- PROBLÈME COURT -
Poursuivez le texte sur la lutte contre les micro-crédits au Maroc à partir de sa dernière phrase.

- TEXTE EXTRAIT -
****************************************

الديونالنساء

5 questions/5 réponses sur la lutte contre les micro-crédits au Maroc

5 questions/5 réponses sur la lutte contre les micro-crédits au Maroc

Majdouline Benkhraba, ATTAC Maroc[1]

Sous forme de questions/réponses, ce texte apporte plus des précisions sur la lutte des victimes des micro-crédits à Ouarzazate, au Maroc qui disent « Non à la dictature de la micro-finance ! »   

  1. 1.      Pourquoi ce mouvement de lutte a-t-il émergé ?

Le mouvement des femmes victimes des Micro-crédits au Maroc, lancé en 2011, est la réponse de plus de 1200 femmes de la région d’Ouarzazate, dans le sud-est marocain, qui sont tombées dans le piège des Institutions de micro-finance (IMC). Ce mouvement a révélé le vrai visage de ces institutions qui se sont détournées de leur objectif principal affiché : aider à la création de projets générateurs de revenus pour les personnes dans le besoin. Grâce à la lutte des ces femmes et de ces hommes, on sait désormais que les IMC, ont d’autres objectifs : réaliser du profit, rembourser leurs créanciers internationaux et offrir une vitrine du soit disant succès de la micro-finance au Maroc

  1. 2.     Qui est ce mouvement ?

Majoritairement composé de femmes analphabètes, maitrisant que le dialecte local, ce qui facilite aux agents des IMC de les convaincre à emprunter et signer des documents et des contrats incompréhensibles pour ces dernières. Ces agents, poussés par leurs directions, à réaliser le maximum de CA. Ce qui équivaut à un maximum de victimes à arnaquer. 

Théoriquement, un micro-crédit est accordé sur la base d’un projet générateur de revenus, sauf que dans la grande majorité des cas que nous avons pu rencontrer dans cette région, les micro-crédits sont octroyés sans suivi réel, ni vérification même de l’existence de ces projets.

****************************************

(Éléments stockés)
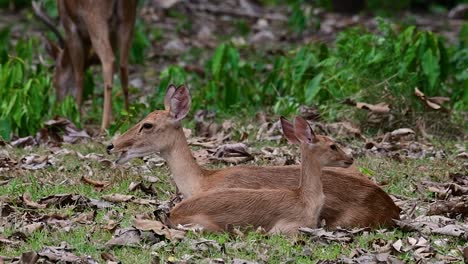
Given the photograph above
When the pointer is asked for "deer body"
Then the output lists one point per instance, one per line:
(105, 27)
(351, 199)
(276, 210)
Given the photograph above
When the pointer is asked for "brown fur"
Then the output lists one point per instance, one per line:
(351, 199)
(276, 210)
(103, 26)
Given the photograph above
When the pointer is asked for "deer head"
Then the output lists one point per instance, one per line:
(328, 152)
(157, 132)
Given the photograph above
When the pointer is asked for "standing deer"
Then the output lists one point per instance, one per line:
(351, 199)
(276, 210)
(104, 27)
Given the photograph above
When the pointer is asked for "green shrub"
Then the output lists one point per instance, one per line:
(27, 96)
(362, 66)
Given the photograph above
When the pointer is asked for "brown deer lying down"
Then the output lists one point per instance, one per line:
(276, 210)
(104, 26)
(351, 199)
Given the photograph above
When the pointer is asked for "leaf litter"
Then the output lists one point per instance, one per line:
(443, 212)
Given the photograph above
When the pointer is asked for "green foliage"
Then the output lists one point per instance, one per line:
(140, 44)
(362, 66)
(27, 97)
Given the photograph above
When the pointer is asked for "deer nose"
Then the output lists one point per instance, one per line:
(109, 148)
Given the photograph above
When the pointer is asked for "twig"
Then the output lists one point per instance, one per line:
(234, 12)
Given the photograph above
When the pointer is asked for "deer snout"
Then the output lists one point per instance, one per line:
(109, 148)
(350, 161)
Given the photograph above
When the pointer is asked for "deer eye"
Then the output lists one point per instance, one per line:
(147, 126)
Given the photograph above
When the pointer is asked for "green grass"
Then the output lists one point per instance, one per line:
(64, 177)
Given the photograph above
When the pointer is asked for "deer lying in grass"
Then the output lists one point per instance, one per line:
(103, 26)
(276, 210)
(351, 199)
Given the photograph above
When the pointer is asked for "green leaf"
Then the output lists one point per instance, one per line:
(431, 68)
(312, 88)
(217, 62)
(5, 129)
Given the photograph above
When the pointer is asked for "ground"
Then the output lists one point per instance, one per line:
(62, 199)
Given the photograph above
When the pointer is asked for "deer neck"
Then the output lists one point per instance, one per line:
(311, 172)
(185, 171)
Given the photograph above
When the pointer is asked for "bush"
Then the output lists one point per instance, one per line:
(362, 66)
(27, 95)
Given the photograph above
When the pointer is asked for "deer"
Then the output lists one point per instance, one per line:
(276, 210)
(91, 28)
(351, 199)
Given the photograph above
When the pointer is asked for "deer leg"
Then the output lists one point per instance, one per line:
(124, 44)
(76, 52)
(125, 40)
(99, 35)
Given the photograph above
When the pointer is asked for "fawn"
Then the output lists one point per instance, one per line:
(103, 26)
(351, 199)
(276, 210)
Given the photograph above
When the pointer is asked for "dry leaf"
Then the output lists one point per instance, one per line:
(380, 108)
(124, 237)
(158, 228)
(59, 254)
(97, 184)
(31, 228)
(29, 203)
(117, 198)
(433, 102)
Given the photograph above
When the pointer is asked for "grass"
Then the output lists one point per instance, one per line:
(64, 177)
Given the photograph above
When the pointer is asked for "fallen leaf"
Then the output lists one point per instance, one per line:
(29, 257)
(59, 254)
(23, 142)
(380, 108)
(35, 162)
(397, 245)
(124, 237)
(29, 203)
(433, 102)
(97, 184)
(117, 198)
(31, 228)
(158, 228)
(109, 258)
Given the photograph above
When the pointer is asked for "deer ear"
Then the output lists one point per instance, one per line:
(303, 131)
(52, 49)
(180, 103)
(288, 131)
(167, 98)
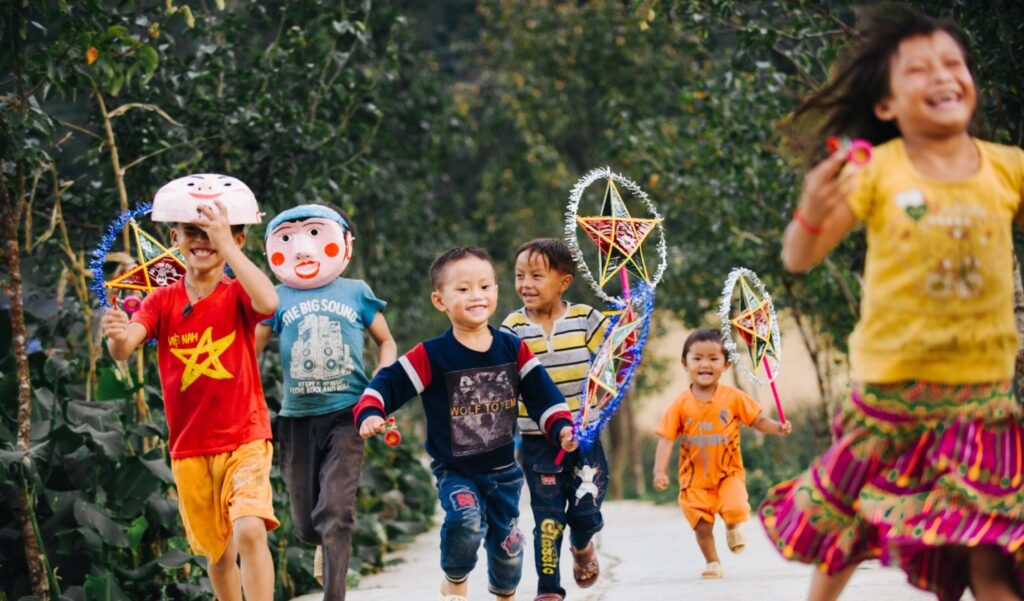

****************************************

- RÉSULTAT DE L'EXERCICE -
Avant que les IMC ne se lancent à la chasse des clients dans ces régions enclavées, ces femmes pauvres, très pauvres arrivaient tant bien que mal à subsister à leurs besoins grâce à leur mode de vie rural fait d’agriculture vivrière, d’élevage et de tissage. Mais malheureusement, ces institutions sous le prétexte de développer ces régions sont en train modifier complètement le mode de vie de ces populations et de ses relations sociales. Ce qui est un drame en soi.

En revanche, ces micro-crédits les enfoncent encore plus dans la pauvreté et les font rentrer dans une spirale infernale de surendettement et d’emprunts croisés. Les poussent dans certains cas à la mendicité, à la prostitution, à des tentatives de suicides.  

Nous sommes dans une région du Maroc, tellement sinistrée, sans infrastructures et services publics que les micro-crédits servent désormais à pallier l’absence de ces services de base. Ces micro-crédits servent aujourd’hui pour financer les soins de santé et l’accès aux services publics en général.

  1. 3.     Quelles sont ses actions et revendications ?  

Trois ans après le début de cette lutte, ce mouvement revendique l’annulation sans condition de ces dettes et l’arrêt de toutes les poursuites judiciaires contre les victimes qui refusent de rembourser. Ce mouvement revendique également de lancer un plan de développement de la région qui permettra de créer des services publics et des emplois aux jeunes.

  1. 4.     Quels sont les perspectives actuelles de la lutte contre le microcrédit au Maroc?

Ce mouvement fait face depuis 2012 à une tentative de criminalisation à travers un feuilleton judiciaire interminable. Les deux coordinateurs, qui sont eux-mêmes victimes, de cette lutte ont été condamnés en Appel pour une année de prison ferme et une amende de 1000 euros chacun. Malgré que ce procès soit entaché de plusieurs irrégularités, la Justice des riches persistent à faire taire la voix de ce mouvement.  

  1. 5.     En quoi la solidarité nationale et internationale face à la microfinance est-elle nécessaire et utile ?

ATTAC Maroc est engagé auprès de ce mouvement depuis 2012. Notre association apporte une contribution modeste à cette lutte importante. Avec les autres membres du réseau CADTM, nous avons décidé de tenir notre deuxième séminaire « dette et femmes » à Ouarzazate en mai dernier. Une caravane internationale tenue tout juste après a permit d’écouter et de recueillir les témoignages des femmes victimes du micro-crédit et d’apporter un soutien moral à ce mouvement.  

Aujourd’hui, ce mouvement arrive à un tournant. Nous avons beaucoup de craintes que la Cour  de cassation au Maroc confirme le verdict en Appel et condamne les deux coordinateurs de ce mouvement et par la même occasion étouffe cette protestation contre le système des micro-crédits.

Nous appelons tous les militant-e-s et organisations à multiplier les actions de solidarité avec les victimes pour qu’elles continuent à dire NON au remboursement de ces emprunts qui ont toutes les caractéristiques de dettes illégitimes.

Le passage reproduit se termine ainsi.